> INSTRUCTIONS:
A. In the Rockmate abstract, by what factor can Rockmate lower memory consumption for activations?
B. Please copy the passage of the Rockmate abstract between "The authors tackled" and "10% to 20%.", inclusive.

Segment Start: DOCUMENT EXCERPT

Rockmate: an Efficient, Fast, Automatic and Generic Tool for Re-materialization in PyTorch
This addresses memory constraints for researchers and practitioners training large models like Transformers and ResNets, though it is incremental as it builds on existing re-materialization techniques.
The authors tackled the problem of high memory consumption during training of PyTorch deep neural network models by developing Rockmate, an automatic tool that reduces activation memory usage by a factor of 2 to 5 with an overhead of 10% to 20%.
We propose Rockmate to control the memory requirements when training PyTorch DNN models. Rockmate is an automatic tool that starts from the model code and generates an equivalent model, using a predefined amount of memory for activations, at the cost of a few re-computations. Rockmate automatically detects the structure of computational and data dependencies and rewrites the initial model as a sequence of complex blocks. We show that such a structure is widespread and can be found in many models in the literature (Transformer based models, ResNet, RegNets,...). This structure allows us to solve the problem in a fast and efficient way, using an adaptation of Checkmate (too slow on the whole model but general) at the level of individual blocks and an adaptation of Rotor (fast but limited to sequential models) at the level of the sequence itself. We show through experiments on many models that Rockmate is as fast as Rotor and as efficient as Checkmate, and that it allows in many cases to obtain a significantly lower memory consumption for activations (by a factor of 2 to 5) for a rather negligible overhead (of the order of 10% to 20%). Rockmate is open source and available at https://github.com/topal-team/rockmate.

Segment End: DOCUMENT EXCERPT
Segment Start: GIVEN INFORMATION

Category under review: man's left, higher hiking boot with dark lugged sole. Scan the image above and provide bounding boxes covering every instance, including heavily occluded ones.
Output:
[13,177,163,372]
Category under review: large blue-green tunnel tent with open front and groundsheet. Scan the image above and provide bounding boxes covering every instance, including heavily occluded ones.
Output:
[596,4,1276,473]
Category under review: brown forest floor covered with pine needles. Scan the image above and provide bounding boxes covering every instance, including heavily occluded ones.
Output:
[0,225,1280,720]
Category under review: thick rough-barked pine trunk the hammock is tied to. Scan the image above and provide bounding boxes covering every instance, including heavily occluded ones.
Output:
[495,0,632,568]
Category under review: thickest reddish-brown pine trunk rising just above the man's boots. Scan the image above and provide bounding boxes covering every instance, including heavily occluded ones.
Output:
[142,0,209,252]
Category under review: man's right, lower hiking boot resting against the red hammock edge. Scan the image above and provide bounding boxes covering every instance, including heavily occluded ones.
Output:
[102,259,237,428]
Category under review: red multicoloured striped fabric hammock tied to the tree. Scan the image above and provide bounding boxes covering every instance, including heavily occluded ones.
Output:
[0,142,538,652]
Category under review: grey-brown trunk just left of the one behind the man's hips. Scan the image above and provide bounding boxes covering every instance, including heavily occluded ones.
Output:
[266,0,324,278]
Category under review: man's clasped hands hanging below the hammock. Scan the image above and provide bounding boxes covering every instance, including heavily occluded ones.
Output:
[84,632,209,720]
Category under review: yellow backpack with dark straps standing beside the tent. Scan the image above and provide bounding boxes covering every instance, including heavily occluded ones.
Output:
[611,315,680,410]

Segment End: GIVEN INFORMATION

> SOLUTIONS TO EACH TASK:
A. By a factor of 2 to 5.

B.
The authors tackled the problem of high memory consumption during training of PyTorch deep neural network models by developing Rockmate, an automatic tool that reduces activation memory usage by a factor of 2 to 5 with an overhead of 10% to 20%.